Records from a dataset
╔══

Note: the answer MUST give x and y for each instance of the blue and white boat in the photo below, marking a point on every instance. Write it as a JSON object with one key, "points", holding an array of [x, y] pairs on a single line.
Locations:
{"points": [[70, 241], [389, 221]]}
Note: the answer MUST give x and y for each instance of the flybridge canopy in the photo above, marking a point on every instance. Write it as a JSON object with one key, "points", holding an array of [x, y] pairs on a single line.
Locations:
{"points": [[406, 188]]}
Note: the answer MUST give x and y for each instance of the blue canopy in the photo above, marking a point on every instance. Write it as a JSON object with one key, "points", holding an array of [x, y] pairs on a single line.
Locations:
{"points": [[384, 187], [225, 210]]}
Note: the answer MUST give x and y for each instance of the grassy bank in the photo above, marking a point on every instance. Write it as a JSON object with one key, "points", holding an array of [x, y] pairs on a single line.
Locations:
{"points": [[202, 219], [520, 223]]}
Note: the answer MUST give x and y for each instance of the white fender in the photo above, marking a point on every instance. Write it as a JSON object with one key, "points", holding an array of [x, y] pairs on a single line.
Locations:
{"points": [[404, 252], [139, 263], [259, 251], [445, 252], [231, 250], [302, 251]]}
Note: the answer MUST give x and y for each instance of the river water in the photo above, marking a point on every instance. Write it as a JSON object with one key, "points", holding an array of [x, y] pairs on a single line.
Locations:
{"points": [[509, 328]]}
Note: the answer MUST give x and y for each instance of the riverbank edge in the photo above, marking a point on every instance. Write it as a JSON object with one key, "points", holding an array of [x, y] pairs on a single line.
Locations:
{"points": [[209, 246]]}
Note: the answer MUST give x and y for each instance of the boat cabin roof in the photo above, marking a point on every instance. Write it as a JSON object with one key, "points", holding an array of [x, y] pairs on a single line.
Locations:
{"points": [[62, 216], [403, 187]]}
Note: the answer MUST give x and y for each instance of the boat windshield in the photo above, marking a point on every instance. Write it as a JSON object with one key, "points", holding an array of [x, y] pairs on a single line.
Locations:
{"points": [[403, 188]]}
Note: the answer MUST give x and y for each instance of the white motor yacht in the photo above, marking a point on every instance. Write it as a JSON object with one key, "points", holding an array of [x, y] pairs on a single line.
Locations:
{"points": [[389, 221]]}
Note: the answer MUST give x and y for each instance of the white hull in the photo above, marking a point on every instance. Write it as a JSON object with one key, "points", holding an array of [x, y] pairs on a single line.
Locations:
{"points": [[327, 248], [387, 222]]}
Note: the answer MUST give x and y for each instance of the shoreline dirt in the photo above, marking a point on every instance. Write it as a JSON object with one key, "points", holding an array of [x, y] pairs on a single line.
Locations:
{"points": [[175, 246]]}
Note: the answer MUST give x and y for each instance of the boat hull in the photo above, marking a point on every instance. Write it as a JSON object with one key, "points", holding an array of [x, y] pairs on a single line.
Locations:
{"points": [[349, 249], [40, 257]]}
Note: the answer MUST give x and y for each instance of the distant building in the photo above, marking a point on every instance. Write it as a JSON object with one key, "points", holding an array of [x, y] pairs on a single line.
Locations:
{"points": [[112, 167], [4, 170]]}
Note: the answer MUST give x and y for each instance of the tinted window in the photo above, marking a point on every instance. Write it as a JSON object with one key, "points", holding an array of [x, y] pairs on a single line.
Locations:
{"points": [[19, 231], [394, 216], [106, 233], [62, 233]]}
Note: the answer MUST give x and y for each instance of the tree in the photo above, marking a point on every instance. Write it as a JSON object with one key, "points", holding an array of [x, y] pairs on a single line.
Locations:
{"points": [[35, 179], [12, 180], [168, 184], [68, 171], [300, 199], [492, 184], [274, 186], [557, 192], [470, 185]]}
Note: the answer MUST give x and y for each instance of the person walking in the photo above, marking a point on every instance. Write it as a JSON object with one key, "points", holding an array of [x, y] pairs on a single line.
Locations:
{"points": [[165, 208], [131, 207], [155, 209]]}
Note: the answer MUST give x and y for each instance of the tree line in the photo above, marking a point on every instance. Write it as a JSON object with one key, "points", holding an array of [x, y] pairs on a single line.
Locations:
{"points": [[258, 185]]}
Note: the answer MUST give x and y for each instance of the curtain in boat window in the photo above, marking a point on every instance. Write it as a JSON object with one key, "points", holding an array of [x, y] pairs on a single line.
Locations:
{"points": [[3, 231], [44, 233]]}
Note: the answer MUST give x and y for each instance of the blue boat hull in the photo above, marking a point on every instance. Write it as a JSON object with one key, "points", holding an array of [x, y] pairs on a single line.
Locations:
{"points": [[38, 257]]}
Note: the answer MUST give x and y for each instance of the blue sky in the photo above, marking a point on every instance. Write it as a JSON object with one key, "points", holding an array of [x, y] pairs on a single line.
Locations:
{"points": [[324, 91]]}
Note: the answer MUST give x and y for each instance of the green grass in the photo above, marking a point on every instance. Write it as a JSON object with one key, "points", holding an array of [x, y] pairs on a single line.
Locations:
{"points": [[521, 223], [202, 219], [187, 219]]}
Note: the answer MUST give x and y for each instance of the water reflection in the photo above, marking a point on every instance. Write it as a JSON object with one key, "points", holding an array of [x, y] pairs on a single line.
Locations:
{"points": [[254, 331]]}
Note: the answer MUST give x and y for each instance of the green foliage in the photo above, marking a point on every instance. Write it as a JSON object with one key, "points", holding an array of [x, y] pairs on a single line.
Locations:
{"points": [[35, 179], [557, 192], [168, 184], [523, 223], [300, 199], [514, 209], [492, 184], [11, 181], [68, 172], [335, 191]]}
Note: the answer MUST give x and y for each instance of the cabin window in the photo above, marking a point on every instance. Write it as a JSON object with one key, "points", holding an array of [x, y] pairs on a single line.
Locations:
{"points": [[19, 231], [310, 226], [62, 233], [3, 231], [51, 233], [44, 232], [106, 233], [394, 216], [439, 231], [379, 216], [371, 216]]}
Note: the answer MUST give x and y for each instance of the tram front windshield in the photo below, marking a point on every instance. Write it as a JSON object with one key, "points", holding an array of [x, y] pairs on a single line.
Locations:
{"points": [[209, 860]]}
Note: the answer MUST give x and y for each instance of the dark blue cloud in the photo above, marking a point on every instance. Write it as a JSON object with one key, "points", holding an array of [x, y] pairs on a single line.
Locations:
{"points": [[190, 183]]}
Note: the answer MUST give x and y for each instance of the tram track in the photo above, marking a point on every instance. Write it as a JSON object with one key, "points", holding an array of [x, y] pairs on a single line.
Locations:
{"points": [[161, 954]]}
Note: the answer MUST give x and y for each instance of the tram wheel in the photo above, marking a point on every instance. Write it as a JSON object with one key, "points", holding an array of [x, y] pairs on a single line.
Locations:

╚══

Your goal: Take the entries and print them exactly. Keep every line.

Written response:
Note: the answer MUST give x and y for each instance of the blue and white boat in the photo below, marking a point on every instance. Write it as a JSON object with one key, "points", holding an array of [x, y] pairs on a single line.
Locations:
{"points": [[70, 241], [389, 221]]}
Note: the answer MUST give x and y for each instance of the flybridge canopy in the photo above, marking a point on every instance. Write it as a JSON object with one key, "points", holding an array of [x, y] pairs on a single line.
Locations:
{"points": [[406, 188]]}
Note: the answer MUST give x and y for each instance of the blue canopy in the photo above, marking a point on every instance. Write it as a JSON object with one key, "points", holding an array of [x, y] pairs on a single line.
Locations:
{"points": [[384, 187], [225, 210]]}
Note: the answer MUST give x and y for each instance of the grassy bank in the photo above, marking a point on every instance. Write it as a JSON object with one key, "points", holding an array of [x, y] pairs on a single line.
Locations:
{"points": [[202, 219], [520, 223]]}
Note: the answer MUST give x and y for each instance of the white fender in the photo above, marking a point on every instance. Write it as a JSON object with one key, "points", holding an array of [x, y] pairs on a single line.
Locations:
{"points": [[404, 252], [139, 263], [259, 251], [445, 252], [231, 250], [302, 251]]}
Note: the answer MUST give x and y for each instance of the river water in the photo above, marking a point on every instance. Write it as a JSON object with one key, "points", holding an array of [x, y] pairs on a single line.
Locations:
{"points": [[509, 328]]}
Note: the answer MUST give x and y for each instance of the riverbank edge in the photo above, marking a point on every instance. Write it as a JSON object with one key, "points", holding an array of [x, y] pairs on a single line.
Locations:
{"points": [[209, 246]]}
Note: the answer MUST give x and y for each instance of the boat cabin roof in the photo above, marking a point on every instance. Write it as a JSON object with one key, "points", holding an array of [x, y] pairs on a single line.
Locations:
{"points": [[62, 216], [403, 187]]}
Note: the answer MUST give x and y for each instance of the boat windshield in the photo above, marking a point on every instance. Write it as a JSON object with one key, "points", holding an array of [x, y] pairs on a single line.
Locations:
{"points": [[403, 188]]}
Note: the answer MUST give x and y for each instance of the white motor yacht in the photo above, marking a point on every instance. Write it as a JSON object with one key, "points", holding an array of [x, y] pairs on a single line.
Locations:
{"points": [[389, 221]]}
Note: the answer MUST give x and y for each instance of the white hull in the photo above, marking a point on every instance. Write it as a JSON object with one key, "points", holding an array of [x, y] pairs on a single line.
Locations:
{"points": [[327, 248], [387, 222]]}
Note: the answer MUST give x and y for each instance of the shoreline dirt in the photo above, marking a point on every instance. Write it as a JSON object with one key, "points", holding an array of [x, y] pairs on a single line.
Locations:
{"points": [[175, 246]]}
Note: the answer MUST give x and y for each instance of the boat hull in the photo above, marking a point on every instance. Write it as a JSON object with one key, "points", holding an array of [x, y] pairs on a single line.
Locations:
{"points": [[349, 249], [40, 257]]}
Note: the answer MUST give x and y for each instance of the distant building in the photo above, marking a point on every instance. Write it as a JSON object with one key, "points", holding an array of [x, y] pairs on a single line.
Locations:
{"points": [[112, 167], [4, 170]]}
Note: the answer MUST give x and y for each instance of the tinted window in the photo above, marking a point on every instance. Write it as a JSON object with one key, "points", holding an array of [x, y] pairs on a single line.
Locations:
{"points": [[19, 231], [394, 216], [106, 233], [62, 233]]}
Note: the answer MUST give x and y for each instance of the tree in the photo above, marking a point on every instance. Write it as a JSON object with one key, "points", holding an array of [x, y] pairs on a single line.
Locations:
{"points": [[35, 179], [12, 180], [168, 184], [68, 171], [300, 199], [492, 184], [274, 186], [557, 192], [470, 185]]}
Note: the answer MUST give x and y for each instance of the person walking in the photo above, marking a point on every instance. Write it as a JSON object with one key, "points", holding an array of [x, y] pairs on a single line.
Locations:
{"points": [[165, 208], [131, 207], [155, 209]]}
Note: the answer MUST give x and y for each instance of the tree line in the photo above, marking a point on every instance. Write it as a JSON object with one key, "points", holding an array of [x, y] pairs on a single line.
Locations:
{"points": [[258, 185]]}
Note: the answer MUST give x and y for each instance of the curtain in boat window in the photo above, marking a point on every instance. Write it as a JSON object with one key, "points", holding an array of [x, y] pairs on a single line.
Locations:
{"points": [[3, 231], [44, 233]]}
Note: the answer MUST give x and y for each instance of the blue boat hull in the photo above, marking a point on every instance. Write it as a JSON object with one key, "points", holding an array of [x, y] pairs on a single line.
Locations:
{"points": [[38, 257]]}
Note: the answer MUST give x and y for each instance of the blue sky in the photo above, marking a point on every instance. Write it as a JSON object with one key, "points", holding an array of [x, y] pairs on a single line.
Locations:
{"points": [[324, 91]]}
Note: the answer MUST give x and y for each instance of the green grass in the photo above, marking a point on every instance. Write it as a JSON object with one key, "points", holding an array of [x, y] pairs on a single line.
Locations:
{"points": [[521, 223], [202, 219], [187, 219]]}
Note: the answer MUST give x and y for each instance of the water reflection in the photo above, marking a point on every instance. Write it as a JSON object with one key, "points", holding an array of [x, y] pairs on a single line.
Locations:
{"points": [[254, 331]]}
Note: the answer MUST give x and y for each instance of the green foliage in the photo above, marking a point on every instance. Write it as a JSON object with one key, "points", holding an array of [x, y] pairs on a single line.
Locations:
{"points": [[35, 179], [557, 192], [168, 184], [523, 223], [300, 199], [514, 209], [492, 184], [11, 181], [68, 172], [335, 191]]}
Note: the answer MUST give x and y for each instance of the cabin window in the photo above, marking a point on every instance. Write it as a JSON object with one key, "points", holding an array of [x, y] pairs on a single line.
Locations:
{"points": [[19, 231], [310, 226], [62, 233], [3, 231], [51, 233], [44, 232], [106, 233], [394, 216], [439, 231], [379, 216], [371, 216]]}
Note: the answer MUST give x and y for each instance of the tram front windshield in the photo below, marking a point on every instance. Write it as a JSON object with one key, "points", holding an array of [x, y] pairs on a single line.
Locations:
{"points": [[209, 860]]}
Note: the answer MUST give x and y for each instance of the dark blue cloud in the photo above, marking a point on every instance. Write it as a JSON object with one key, "points", holding an array of [x, y] pairs on a single line.
Locations:
{"points": [[190, 183]]}
Note: the answer MUST give x and y for each instance of the tram track in the photo above, marking a point on every instance. Write it as a JSON object with one key, "points", holding an array of [x, y] pairs on a single line.
Locations:
{"points": [[161, 954]]}
Note: the answer MUST give x and y for each instance of the tram wheel in the photo above, marking a point on every instance. Write it as a JSON object with one key, "points", holding an array of [x, y] pairs on a single line.
Locations:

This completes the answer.